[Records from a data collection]
-=-=-=-=-
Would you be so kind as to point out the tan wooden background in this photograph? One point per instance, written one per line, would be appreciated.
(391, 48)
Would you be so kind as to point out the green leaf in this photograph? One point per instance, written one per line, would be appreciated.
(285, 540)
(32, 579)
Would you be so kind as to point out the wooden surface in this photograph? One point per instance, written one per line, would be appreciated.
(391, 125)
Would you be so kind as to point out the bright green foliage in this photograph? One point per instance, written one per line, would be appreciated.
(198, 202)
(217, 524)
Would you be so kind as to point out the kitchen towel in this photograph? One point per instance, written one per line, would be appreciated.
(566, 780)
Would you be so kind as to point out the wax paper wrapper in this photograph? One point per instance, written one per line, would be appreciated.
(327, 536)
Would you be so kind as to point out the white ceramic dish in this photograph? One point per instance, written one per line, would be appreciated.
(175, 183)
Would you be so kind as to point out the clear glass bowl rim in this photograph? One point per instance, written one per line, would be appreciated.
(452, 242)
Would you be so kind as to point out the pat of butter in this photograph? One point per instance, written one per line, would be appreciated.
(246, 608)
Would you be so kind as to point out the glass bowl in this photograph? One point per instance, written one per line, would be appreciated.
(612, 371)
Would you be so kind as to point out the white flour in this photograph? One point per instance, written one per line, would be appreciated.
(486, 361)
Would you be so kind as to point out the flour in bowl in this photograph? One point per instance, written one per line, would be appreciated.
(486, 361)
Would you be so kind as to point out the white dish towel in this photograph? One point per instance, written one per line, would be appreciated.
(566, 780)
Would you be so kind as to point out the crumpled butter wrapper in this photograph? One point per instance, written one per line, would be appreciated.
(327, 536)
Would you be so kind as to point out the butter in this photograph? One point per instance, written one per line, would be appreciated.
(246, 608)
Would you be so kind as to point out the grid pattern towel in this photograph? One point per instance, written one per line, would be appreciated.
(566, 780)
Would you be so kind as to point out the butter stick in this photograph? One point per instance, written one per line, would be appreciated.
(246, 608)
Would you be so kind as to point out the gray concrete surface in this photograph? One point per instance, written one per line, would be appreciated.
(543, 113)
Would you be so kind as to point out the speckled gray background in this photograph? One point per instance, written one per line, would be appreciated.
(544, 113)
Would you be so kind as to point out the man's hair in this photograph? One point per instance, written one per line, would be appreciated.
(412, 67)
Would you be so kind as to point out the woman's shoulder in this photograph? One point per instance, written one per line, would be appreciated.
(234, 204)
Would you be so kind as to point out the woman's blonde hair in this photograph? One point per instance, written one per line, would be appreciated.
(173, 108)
-=-=-=-=-
## Brief
Repeat each record verbatim.

## Task result
Would you be so kind as to point out the tan wooden background in this photograph? One point per instance, written one per line, would be appreciated.
(391, 48)
Would you be so kind as to point out the green leaf in this photograph? One point per instance, written one per line, would be appreciated.
(285, 540)
(32, 579)
Would you be so kind as to point out the wooden surface in this photograph? One point per instance, written one per line, would be appreciated.
(391, 125)
Would you be so kind as to point out the bright green foliage in this photograph? One point per instance, written one per line, would be appreciated.
(198, 202)
(217, 524)
Would you be so kind as to point out the kitchen towel in this photograph? One point per instance, written one per line, would be appreciated.
(566, 780)
Would you be so kind as to point out the wax paper wrapper in this photograph? One point per instance, written one per line, would be appreciated.
(327, 536)
Would you be so kind as to point out the white ceramic dish in this photograph? One point per instance, written one per line, would be appreciated.
(175, 183)
Would you be so kind as to point out the clear glass bowl rim in this photograph? One point per instance, written one per line, would be appreciated.
(452, 242)
Would you be so kind as to point out the pat of butter in this photograph? One point per instance, written one per line, would be appreciated.
(246, 608)
Would you be so kind as to point out the glass bowl in this photograph? One point per instance, written one per line, would be appreciated.
(612, 371)
Would you be so kind as to point out the white flour in this photograph? One point per instance, written one per line, would be appreciated.
(486, 361)
Would you be so kind as to point out the flour in bowl in this photograph? One point per instance, written one per line, would be appreciated.
(486, 361)
Would you be so kind as to point out the white dish towel in this photograph? One point per instance, written one per line, would be appreciated.
(566, 780)
Would you be so kind as to point out the crumpled butter wrapper in this photograph? One point per instance, written one per line, would be appreciated.
(327, 536)
Would you be so kind as to point out the butter in this photograph? One point per instance, written one per line, would be appreciated.
(246, 608)
Would you be so kind as to point out the grid pattern towel in this photograph? One point per instance, written one per line, would be appreciated.
(566, 780)
Would you be so kind as to point out the butter stick in this photograph? One point per instance, written one per line, would be appreciated.
(246, 608)
Would you be so kind as to point out the gray concrete surface in this photograph? One point per instance, written one per line, would be appreciated.
(543, 113)
Would you be so kind as to point out the speckled gray background in this photograph? One point per instance, written one per line, would be appreciated.
(544, 113)
Would you be so kind as to point out the man's hair in this photograph? One point per instance, written one per line, would be appreciated.
(412, 67)
Would you be so kind as to point out the woman's shoulder in this photograph? One point per instance, written one per line, would be appreciated.
(234, 204)
Would you be so kind as to point out the woman's blonde hair in this photograph? One point per instance, written one per line, would be appreciated.
(173, 108)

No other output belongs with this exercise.